» GIVEN RECORDS:

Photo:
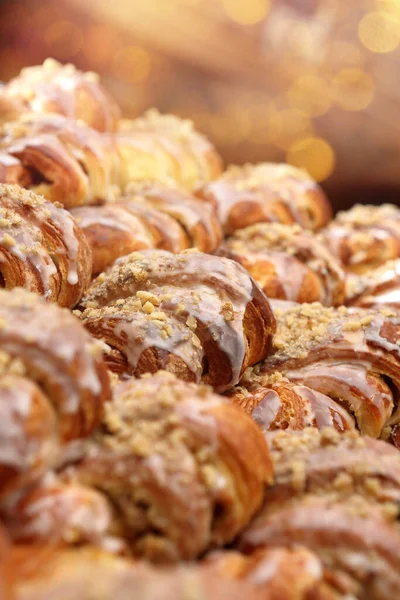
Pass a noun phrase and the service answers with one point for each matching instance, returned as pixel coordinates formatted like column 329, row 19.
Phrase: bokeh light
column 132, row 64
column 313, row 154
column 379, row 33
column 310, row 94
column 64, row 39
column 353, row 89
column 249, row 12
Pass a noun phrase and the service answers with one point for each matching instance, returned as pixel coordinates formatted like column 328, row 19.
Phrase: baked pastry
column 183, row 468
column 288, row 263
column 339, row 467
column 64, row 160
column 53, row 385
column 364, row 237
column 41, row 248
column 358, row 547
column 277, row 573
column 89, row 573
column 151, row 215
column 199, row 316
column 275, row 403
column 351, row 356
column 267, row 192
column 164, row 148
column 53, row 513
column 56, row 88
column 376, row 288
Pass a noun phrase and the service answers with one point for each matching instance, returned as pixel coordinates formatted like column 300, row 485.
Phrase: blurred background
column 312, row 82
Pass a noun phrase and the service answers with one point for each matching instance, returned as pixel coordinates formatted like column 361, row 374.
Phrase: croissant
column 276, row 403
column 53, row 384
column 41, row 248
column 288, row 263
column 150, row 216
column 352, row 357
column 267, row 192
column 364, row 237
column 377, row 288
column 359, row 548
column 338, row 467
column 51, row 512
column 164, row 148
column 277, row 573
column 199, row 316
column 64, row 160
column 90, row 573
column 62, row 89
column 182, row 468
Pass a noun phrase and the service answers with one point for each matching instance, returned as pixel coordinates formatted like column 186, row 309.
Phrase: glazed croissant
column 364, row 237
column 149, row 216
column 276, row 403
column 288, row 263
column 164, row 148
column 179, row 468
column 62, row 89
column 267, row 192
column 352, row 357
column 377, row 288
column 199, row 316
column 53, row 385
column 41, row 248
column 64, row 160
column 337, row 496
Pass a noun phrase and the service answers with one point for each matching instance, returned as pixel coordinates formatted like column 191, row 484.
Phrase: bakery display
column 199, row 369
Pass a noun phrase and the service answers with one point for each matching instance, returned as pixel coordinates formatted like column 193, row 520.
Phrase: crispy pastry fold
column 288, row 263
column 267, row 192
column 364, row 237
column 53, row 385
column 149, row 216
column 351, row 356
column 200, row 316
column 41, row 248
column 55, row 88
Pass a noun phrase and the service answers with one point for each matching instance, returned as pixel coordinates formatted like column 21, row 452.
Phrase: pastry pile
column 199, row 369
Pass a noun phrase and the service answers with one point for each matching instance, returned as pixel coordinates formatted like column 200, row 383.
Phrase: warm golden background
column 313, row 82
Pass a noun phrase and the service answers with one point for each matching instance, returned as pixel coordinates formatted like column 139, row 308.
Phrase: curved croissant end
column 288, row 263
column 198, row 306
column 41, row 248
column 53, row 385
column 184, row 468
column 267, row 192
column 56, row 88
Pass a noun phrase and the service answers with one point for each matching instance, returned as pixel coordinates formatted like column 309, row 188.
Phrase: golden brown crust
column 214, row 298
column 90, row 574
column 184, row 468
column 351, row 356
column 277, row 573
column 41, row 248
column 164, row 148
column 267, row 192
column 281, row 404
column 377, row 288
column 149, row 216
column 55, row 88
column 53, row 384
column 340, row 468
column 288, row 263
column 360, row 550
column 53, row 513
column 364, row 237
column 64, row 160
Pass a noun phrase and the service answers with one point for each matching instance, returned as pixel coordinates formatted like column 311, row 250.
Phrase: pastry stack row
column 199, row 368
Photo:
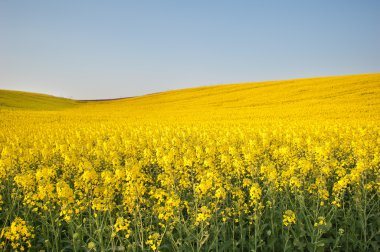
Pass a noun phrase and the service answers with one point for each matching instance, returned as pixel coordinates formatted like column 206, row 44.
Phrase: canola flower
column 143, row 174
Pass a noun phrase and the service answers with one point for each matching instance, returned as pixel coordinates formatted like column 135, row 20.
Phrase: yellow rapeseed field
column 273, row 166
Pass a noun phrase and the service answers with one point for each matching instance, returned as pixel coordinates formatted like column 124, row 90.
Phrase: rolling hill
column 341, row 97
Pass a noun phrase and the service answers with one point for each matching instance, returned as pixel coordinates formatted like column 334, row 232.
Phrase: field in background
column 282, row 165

» EXERCISE BRIEF: Repeat every record above exactly, but leave out any pictures.

» ANSWER TO THIS EXERCISE:
Photo:
Pass a noun phrase and the service answers with one point for each matching instance, returned as pixel coordinates formatted like column 329, row 19.
Phrase: bokeh light
column 132, row 64
column 313, row 154
column 379, row 33
column 310, row 94
column 64, row 39
column 353, row 89
column 249, row 12
Pass a noun phrase and the service answers with one point for each matching instance, returned as pixel coordinates formatted like column 328, row 19.
Phrase: baked pastry
column 183, row 468
column 288, row 263
column 339, row 467
column 64, row 160
column 53, row 385
column 364, row 237
column 41, row 248
column 358, row 547
column 277, row 573
column 89, row 573
column 151, row 215
column 199, row 316
column 275, row 403
column 351, row 356
column 267, row 192
column 164, row 148
column 53, row 513
column 56, row 88
column 376, row 288
Pass a noun phrase and the service answers with one point for each matching instance, returned as pixel coordinates formatted like column 300, row 485.
Phrase: blurred background
column 312, row 82
Pass a noun phrase and the service answers with one point for each matching instance, returned as pixel coordinates formatted like column 361, row 374.
Phrase: croissant
column 276, row 403
column 53, row 384
column 41, row 248
column 288, row 263
column 150, row 216
column 352, row 357
column 267, row 192
column 364, row 237
column 377, row 288
column 359, row 548
column 338, row 467
column 51, row 512
column 164, row 148
column 277, row 573
column 199, row 316
column 64, row 160
column 90, row 573
column 62, row 89
column 182, row 468
Pass a noun phrase and the service answers with one point for each matching instance, returned as pixel coordinates formatted like column 186, row 309.
Phrase: glazed croissant
column 364, row 237
column 149, row 216
column 276, row 403
column 288, row 263
column 164, row 148
column 179, row 468
column 62, row 89
column 267, row 192
column 352, row 357
column 377, row 288
column 199, row 316
column 53, row 385
column 41, row 248
column 64, row 160
column 337, row 496
Pass a noun phrase and the service answers with one point for each matching instance, returned as pixel coordinates formatted like column 191, row 484.
Phrase: bakery display
column 199, row 369
Pass a noun phrase and the service answers with one point for each matching instance, returned as pixel coordinates formatted like column 193, row 520.
Phrase: crispy pastry fold
column 288, row 263
column 267, row 192
column 364, row 237
column 53, row 385
column 149, row 216
column 351, row 356
column 200, row 316
column 41, row 248
column 55, row 88
Pass a noun phrase and the service answers with one point for each matching instance, returned as pixel coordinates formatted like column 21, row 452.
Phrase: pastry pile
column 199, row 369
Pass a noun phrase and the service answers with one point for each matching instance, returned as pixel coordinates formatted like column 200, row 383.
Phrase: warm golden background
column 313, row 82
Pass a noun phrase and the service answers with one point for each matching instance, returned as pixel coordinates formatted like column 139, row 308.
Phrase: curved croissant end
column 288, row 263
column 198, row 306
column 41, row 248
column 53, row 385
column 184, row 468
column 267, row 192
column 56, row 88
Pass a noun phrase and the service answers with one point for each matching instance, returned as pixel coordinates formatted like column 309, row 188.
Phrase: golden brown crust
column 214, row 298
column 90, row 574
column 184, row 468
column 351, row 356
column 277, row 573
column 41, row 248
column 164, row 148
column 267, row 192
column 281, row 404
column 377, row 288
column 149, row 216
column 55, row 88
column 53, row 384
column 340, row 468
column 288, row 263
column 360, row 550
column 53, row 513
column 364, row 237
column 64, row 160
Pass a noun phrase and the service answers with one point for each matching instance, returned as pixel coordinates formatted like column 311, row 250.
Phrase: pastry stack row
column 199, row 368
Photo:
Pass a noun phrase and the service answers with one point for each matching instance, returned as pixel coordinates formatted like column 206, row 44.
Phrase: canola flower
column 143, row 174
Pass a noun phrase and the service answers with one point for each matching instance, returned as pixel coordinates formatted like column 135, row 20.
Phrase: yellow rapeseed field
column 273, row 166
Pass a noun phrase and the service answers with one point for each matching instance, returned as pixel coordinates formatted like column 124, row 90.
Phrase: rolling hill
column 341, row 97
Pass a noun phrase and the service answers with one point for each matching instance, returned as pixel coordinates formatted like column 334, row 232.
Phrase: field in background
column 282, row 165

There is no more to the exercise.